#### Supplied material

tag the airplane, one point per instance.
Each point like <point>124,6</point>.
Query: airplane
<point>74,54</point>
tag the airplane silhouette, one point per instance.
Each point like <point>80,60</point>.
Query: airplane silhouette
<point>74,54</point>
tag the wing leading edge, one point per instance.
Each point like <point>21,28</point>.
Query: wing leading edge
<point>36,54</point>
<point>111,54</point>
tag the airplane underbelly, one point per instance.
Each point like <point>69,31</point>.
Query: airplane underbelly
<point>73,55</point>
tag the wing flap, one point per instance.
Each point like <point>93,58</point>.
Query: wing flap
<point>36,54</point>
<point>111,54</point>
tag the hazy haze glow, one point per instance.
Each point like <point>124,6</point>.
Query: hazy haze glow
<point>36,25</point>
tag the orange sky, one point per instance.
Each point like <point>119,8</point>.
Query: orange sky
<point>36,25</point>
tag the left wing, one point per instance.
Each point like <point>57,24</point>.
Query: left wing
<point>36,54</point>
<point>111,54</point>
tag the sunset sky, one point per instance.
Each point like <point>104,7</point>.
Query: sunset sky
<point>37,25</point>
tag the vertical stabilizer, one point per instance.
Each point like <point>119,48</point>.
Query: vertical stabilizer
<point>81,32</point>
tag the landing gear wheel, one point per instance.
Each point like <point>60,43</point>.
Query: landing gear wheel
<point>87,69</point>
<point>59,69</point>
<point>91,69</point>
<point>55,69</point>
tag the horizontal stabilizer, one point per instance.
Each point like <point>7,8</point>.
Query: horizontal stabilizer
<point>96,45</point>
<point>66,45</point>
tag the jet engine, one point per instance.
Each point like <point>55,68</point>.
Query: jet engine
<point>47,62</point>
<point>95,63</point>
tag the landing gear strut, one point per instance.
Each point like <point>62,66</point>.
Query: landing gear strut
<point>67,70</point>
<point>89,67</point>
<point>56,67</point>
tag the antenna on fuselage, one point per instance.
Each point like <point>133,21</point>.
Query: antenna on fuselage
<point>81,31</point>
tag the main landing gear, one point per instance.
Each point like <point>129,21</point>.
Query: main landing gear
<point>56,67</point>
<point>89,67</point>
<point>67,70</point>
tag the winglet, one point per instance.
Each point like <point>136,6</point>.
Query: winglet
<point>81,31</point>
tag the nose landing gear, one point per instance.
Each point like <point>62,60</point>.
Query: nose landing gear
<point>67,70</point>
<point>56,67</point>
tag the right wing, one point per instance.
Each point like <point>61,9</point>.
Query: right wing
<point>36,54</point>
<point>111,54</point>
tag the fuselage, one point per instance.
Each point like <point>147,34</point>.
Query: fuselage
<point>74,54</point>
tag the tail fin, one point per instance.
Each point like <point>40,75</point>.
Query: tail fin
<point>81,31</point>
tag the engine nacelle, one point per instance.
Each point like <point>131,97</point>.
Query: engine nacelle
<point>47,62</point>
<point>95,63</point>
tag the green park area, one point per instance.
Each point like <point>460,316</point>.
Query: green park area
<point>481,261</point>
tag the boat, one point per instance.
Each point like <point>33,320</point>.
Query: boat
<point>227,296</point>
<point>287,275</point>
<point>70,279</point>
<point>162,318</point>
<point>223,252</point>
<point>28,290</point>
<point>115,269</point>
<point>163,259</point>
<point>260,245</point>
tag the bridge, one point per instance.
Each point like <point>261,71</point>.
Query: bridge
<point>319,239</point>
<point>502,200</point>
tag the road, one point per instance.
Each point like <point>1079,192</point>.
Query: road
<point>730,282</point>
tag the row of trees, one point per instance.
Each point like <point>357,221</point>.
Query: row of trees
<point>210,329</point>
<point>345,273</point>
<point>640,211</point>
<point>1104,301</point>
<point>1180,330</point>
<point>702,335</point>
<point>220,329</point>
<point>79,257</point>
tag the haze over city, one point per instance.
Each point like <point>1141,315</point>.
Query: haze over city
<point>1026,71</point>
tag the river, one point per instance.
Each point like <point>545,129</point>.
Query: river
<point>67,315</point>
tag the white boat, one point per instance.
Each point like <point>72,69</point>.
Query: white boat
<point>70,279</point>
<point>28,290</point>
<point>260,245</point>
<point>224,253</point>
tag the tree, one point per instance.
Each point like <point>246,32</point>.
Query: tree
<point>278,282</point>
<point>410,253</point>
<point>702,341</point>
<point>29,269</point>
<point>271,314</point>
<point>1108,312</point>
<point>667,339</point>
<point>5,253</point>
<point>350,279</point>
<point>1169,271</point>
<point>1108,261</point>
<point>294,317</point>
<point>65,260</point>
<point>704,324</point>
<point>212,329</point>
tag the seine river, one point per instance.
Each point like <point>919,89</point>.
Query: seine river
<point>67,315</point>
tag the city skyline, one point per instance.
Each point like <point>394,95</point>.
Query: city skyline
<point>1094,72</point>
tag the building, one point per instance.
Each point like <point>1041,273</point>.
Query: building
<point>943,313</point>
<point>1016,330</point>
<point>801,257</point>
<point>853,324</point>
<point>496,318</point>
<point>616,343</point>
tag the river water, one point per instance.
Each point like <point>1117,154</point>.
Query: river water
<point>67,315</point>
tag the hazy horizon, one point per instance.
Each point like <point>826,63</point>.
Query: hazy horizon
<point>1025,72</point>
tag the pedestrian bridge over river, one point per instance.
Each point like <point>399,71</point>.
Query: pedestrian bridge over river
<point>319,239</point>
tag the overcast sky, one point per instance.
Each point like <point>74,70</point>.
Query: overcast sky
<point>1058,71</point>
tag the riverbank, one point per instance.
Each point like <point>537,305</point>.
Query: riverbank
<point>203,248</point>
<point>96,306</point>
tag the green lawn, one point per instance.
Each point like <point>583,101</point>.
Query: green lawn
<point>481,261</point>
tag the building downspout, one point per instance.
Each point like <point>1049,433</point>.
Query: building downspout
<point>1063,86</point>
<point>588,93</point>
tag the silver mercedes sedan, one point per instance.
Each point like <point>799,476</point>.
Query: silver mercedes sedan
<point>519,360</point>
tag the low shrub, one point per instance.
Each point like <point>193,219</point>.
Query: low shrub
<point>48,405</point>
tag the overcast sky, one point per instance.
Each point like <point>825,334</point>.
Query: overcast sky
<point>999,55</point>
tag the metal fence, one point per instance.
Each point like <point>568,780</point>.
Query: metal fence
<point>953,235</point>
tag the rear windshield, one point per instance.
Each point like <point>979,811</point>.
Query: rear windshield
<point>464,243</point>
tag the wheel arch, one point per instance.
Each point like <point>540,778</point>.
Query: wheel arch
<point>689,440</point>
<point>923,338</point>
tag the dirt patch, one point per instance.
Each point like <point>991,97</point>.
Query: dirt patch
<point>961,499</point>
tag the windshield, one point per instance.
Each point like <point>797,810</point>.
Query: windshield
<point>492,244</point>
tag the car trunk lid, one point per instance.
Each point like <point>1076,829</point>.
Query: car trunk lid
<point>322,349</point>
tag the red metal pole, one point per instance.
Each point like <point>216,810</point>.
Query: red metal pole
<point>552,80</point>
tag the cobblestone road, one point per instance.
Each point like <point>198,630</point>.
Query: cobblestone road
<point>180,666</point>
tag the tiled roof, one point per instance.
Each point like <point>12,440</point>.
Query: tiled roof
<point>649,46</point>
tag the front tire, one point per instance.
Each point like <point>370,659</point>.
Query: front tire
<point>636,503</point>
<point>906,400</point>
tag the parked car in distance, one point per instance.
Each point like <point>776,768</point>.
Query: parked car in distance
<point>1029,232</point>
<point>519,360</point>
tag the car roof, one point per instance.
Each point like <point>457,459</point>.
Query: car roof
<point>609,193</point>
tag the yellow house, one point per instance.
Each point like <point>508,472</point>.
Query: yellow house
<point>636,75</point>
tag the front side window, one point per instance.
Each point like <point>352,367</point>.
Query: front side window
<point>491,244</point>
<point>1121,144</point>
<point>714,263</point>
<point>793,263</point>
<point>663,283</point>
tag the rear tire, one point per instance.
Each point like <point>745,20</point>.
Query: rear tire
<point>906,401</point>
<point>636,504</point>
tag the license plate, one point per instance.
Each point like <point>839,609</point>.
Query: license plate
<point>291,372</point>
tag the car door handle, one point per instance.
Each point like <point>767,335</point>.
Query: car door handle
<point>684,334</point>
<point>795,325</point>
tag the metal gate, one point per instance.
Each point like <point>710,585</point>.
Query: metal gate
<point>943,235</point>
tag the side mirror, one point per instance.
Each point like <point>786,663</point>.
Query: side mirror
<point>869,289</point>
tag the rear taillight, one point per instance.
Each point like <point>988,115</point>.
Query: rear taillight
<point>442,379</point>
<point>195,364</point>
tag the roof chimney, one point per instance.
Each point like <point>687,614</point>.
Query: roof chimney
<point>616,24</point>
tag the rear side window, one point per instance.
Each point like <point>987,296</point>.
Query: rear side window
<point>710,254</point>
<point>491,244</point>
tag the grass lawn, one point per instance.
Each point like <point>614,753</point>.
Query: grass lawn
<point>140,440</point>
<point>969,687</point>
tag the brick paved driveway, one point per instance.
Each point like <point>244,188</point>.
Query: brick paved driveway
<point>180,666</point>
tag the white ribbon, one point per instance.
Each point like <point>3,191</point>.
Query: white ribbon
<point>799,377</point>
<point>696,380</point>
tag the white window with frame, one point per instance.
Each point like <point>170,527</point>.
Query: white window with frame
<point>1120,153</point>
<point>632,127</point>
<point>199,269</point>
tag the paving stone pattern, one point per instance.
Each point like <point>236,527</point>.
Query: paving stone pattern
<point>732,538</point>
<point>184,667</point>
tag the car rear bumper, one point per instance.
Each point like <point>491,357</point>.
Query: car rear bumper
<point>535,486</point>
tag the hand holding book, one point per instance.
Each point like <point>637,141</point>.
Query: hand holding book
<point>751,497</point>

########

Put the data into a numbered list, starting at the line that contains "tag the parked" and stopping after the line that contains "<point>795,325</point>". Leave out blank lines.

- _Completed task_:
1. tag the parked car in distance, one point per instance.
2. Each point like <point>776,768</point>.
3. Query: parked car in distance
4. <point>1029,232</point>
5. <point>519,360</point>
6. tag the car roof, one point per instance.
7. Each point like <point>457,459</point>.
8. Query: car roof
9. <point>609,193</point>
10. tag the yellow house, one point per instance.
11. Each point like <point>508,472</point>.
12. Query: yellow house
13. <point>636,75</point>
14. tag the front side window, one point per instance.
15. Each point like <point>352,367</point>.
16. Query: front side window
17. <point>491,244</point>
18. <point>1121,144</point>
19. <point>714,263</point>
20. <point>793,263</point>
21. <point>663,283</point>
22. tag the rear tire, one point per instance.
23. Each point like <point>745,20</point>.
24. Query: rear tire
25. <point>906,401</point>
26. <point>636,504</point>
27. tag the license plate, one point per instance.
28. Each point like <point>839,609</point>.
29. Query: license plate
30. <point>291,372</point>
31. tag the car door handle, one point per instance.
32. Each point like <point>767,335</point>.
33. Query: car door handle
34. <point>684,334</point>
35. <point>795,325</point>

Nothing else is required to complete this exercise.